* **Written task**: In the records below, copy the lines exactly, beginning at the line that contains "Where can the brick" and stopping after the line that contains "<point>78,48</point>".

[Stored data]
********
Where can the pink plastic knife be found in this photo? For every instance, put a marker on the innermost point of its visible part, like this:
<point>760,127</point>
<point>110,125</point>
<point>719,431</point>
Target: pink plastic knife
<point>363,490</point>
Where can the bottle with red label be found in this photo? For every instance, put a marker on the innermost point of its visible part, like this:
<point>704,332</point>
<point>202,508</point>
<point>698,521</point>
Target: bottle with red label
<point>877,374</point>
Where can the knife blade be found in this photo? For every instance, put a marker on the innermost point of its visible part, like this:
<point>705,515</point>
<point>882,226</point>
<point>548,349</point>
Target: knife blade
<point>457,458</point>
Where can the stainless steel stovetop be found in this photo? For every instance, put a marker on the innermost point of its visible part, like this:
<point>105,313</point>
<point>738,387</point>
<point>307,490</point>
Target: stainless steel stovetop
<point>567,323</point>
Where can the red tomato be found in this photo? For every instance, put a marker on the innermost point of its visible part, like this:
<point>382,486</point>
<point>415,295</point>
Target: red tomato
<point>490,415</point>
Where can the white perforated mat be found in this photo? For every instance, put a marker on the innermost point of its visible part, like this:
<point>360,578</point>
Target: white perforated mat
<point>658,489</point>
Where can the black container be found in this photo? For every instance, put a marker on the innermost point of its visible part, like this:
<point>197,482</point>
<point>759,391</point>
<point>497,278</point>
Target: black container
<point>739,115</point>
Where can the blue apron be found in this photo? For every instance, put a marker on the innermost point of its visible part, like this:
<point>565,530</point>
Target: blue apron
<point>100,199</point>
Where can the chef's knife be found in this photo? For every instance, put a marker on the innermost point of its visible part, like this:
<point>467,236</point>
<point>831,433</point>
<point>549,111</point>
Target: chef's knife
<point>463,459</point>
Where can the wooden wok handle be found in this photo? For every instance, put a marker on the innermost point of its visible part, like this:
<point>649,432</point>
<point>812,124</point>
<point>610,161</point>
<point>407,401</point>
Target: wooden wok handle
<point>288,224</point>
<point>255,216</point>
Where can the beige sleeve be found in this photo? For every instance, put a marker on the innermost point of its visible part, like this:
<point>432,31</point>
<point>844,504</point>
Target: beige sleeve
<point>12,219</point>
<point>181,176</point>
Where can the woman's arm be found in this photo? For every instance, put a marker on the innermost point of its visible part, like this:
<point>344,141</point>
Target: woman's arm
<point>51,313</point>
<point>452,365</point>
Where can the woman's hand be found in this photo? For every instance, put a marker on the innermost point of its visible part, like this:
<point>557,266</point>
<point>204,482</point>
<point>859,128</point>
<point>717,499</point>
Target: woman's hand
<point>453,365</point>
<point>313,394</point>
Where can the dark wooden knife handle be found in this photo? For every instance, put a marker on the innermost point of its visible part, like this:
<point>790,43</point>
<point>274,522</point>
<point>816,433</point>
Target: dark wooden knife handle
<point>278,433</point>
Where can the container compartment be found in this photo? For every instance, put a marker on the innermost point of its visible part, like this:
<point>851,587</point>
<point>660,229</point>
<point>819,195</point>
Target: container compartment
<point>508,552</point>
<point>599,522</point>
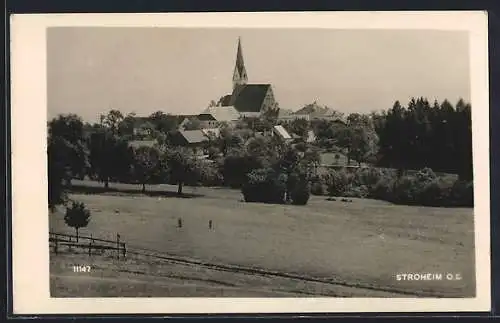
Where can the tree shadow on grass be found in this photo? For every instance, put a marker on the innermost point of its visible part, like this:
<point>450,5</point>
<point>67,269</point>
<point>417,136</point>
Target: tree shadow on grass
<point>90,190</point>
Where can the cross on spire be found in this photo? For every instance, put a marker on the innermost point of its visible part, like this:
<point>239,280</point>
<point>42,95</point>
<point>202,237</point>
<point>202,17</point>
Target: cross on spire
<point>240,73</point>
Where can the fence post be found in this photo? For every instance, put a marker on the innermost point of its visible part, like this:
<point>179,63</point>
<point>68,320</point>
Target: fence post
<point>118,245</point>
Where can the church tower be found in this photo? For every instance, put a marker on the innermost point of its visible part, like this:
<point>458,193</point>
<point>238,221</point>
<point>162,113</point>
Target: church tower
<point>240,73</point>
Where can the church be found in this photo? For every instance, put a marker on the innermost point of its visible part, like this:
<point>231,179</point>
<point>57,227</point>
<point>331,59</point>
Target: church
<point>250,100</point>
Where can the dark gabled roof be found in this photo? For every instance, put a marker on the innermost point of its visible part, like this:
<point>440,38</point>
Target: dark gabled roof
<point>139,121</point>
<point>188,137</point>
<point>226,100</point>
<point>249,97</point>
<point>205,117</point>
<point>142,143</point>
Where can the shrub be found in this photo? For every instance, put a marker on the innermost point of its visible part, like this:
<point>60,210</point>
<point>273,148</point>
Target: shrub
<point>210,175</point>
<point>77,216</point>
<point>318,188</point>
<point>299,187</point>
<point>337,182</point>
<point>265,185</point>
<point>236,167</point>
<point>367,176</point>
<point>360,191</point>
<point>383,189</point>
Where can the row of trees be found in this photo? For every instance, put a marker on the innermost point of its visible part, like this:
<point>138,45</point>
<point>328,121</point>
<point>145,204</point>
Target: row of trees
<point>412,137</point>
<point>420,135</point>
<point>105,155</point>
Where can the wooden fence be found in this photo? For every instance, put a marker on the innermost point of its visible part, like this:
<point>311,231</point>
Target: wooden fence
<point>89,243</point>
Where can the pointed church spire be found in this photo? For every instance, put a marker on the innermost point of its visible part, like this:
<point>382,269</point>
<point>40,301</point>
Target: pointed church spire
<point>240,73</point>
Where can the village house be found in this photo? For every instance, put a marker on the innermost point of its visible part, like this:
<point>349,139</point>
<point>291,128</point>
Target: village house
<point>213,117</point>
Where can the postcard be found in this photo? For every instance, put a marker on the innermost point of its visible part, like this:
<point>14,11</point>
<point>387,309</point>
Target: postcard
<point>250,162</point>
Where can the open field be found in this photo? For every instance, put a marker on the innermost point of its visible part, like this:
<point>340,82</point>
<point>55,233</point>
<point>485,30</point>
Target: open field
<point>359,246</point>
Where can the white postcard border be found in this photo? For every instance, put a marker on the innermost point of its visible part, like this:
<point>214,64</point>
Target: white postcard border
<point>30,252</point>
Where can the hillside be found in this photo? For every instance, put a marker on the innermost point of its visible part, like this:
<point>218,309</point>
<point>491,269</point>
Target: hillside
<point>315,110</point>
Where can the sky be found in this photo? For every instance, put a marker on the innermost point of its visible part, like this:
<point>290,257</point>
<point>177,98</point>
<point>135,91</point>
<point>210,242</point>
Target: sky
<point>91,70</point>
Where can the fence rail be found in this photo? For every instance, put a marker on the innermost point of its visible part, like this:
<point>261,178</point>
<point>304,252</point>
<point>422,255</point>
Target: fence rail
<point>56,240</point>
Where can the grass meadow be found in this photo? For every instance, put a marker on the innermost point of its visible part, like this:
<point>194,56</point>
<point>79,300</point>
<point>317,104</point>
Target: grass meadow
<point>337,248</point>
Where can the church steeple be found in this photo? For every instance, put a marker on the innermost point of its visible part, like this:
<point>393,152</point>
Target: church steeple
<point>240,73</point>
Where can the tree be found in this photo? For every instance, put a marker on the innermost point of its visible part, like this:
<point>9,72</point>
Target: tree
<point>77,216</point>
<point>229,140</point>
<point>126,126</point>
<point>111,157</point>
<point>58,173</point>
<point>164,123</point>
<point>193,124</point>
<point>299,127</point>
<point>183,167</point>
<point>147,166</point>
<point>112,121</point>
<point>68,131</point>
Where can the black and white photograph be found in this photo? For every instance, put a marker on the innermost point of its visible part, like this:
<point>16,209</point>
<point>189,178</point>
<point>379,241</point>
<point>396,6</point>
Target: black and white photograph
<point>262,162</point>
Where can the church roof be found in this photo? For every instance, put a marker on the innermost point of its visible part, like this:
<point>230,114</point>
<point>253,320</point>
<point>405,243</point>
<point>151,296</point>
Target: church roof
<point>226,100</point>
<point>282,132</point>
<point>249,97</point>
<point>240,65</point>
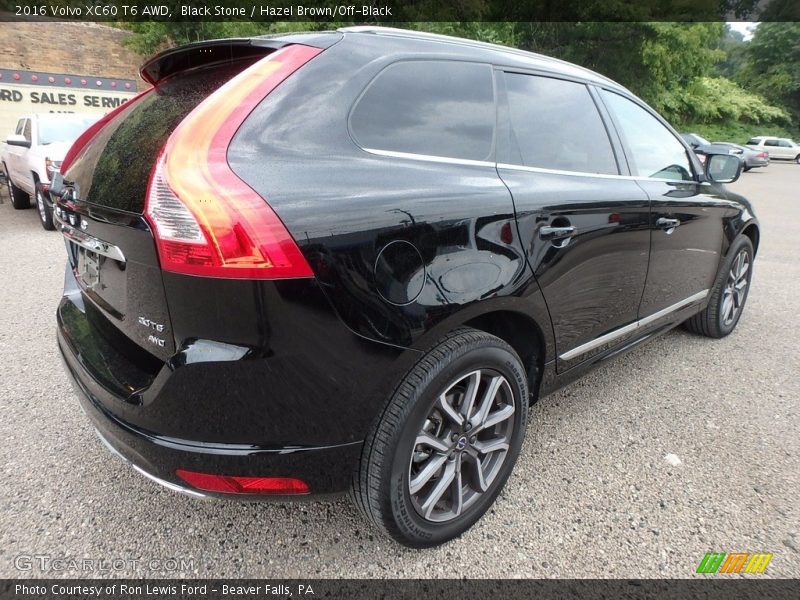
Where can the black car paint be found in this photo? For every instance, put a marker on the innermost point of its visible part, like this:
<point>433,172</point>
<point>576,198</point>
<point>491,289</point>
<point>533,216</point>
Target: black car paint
<point>285,378</point>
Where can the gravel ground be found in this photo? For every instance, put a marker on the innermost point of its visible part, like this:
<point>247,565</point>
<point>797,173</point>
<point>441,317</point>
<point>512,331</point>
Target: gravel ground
<point>597,491</point>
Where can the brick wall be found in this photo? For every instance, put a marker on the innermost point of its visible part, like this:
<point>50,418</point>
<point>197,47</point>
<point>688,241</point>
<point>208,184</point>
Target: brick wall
<point>78,48</point>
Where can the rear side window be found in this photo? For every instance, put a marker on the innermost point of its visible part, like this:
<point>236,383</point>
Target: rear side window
<point>654,151</point>
<point>556,125</point>
<point>114,169</point>
<point>435,108</point>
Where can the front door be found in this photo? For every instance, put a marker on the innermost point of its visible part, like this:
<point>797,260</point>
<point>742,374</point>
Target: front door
<point>584,225</point>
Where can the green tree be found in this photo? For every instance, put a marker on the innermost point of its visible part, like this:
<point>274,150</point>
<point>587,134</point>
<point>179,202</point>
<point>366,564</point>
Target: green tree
<point>772,64</point>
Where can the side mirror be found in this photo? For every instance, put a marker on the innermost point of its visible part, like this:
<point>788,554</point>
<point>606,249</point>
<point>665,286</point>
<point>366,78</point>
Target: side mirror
<point>18,140</point>
<point>723,168</point>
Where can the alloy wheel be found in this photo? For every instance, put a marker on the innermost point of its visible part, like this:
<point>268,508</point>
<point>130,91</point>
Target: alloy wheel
<point>733,296</point>
<point>40,205</point>
<point>462,445</point>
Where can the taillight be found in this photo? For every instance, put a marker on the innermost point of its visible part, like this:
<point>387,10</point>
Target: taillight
<point>51,167</point>
<point>230,484</point>
<point>83,139</point>
<point>205,219</point>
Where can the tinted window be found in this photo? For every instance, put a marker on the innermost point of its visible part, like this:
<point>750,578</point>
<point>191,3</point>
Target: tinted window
<point>556,125</point>
<point>115,167</point>
<point>654,150</point>
<point>428,107</point>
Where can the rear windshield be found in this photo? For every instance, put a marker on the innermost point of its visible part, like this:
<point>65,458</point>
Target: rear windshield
<point>63,128</point>
<point>114,169</point>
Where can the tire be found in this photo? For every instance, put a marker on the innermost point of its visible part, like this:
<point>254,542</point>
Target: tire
<point>19,199</point>
<point>430,513</point>
<point>729,293</point>
<point>44,208</point>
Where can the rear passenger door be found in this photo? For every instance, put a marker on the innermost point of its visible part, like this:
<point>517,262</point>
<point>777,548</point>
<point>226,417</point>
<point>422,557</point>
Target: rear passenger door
<point>582,220</point>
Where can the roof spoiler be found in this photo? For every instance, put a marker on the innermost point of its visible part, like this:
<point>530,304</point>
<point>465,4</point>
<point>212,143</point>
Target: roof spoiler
<point>199,54</point>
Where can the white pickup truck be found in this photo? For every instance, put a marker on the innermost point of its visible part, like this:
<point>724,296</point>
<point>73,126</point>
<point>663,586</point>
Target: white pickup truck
<point>34,152</point>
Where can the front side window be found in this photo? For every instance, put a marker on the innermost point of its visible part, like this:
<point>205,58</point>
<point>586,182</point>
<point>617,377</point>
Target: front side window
<point>654,151</point>
<point>435,108</point>
<point>556,125</point>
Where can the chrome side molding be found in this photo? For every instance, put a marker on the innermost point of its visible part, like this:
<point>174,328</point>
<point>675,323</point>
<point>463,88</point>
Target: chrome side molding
<point>626,329</point>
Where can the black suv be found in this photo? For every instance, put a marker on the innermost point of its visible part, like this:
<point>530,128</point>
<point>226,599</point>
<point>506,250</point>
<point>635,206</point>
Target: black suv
<point>350,260</point>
********
* **Full answer**:
Where can the brick wall be found in this photo? For every instance, put a marker on the innermost point of its visible part, like this:
<point>50,418</point>
<point>197,47</point>
<point>688,241</point>
<point>208,184</point>
Target: brick wall
<point>78,48</point>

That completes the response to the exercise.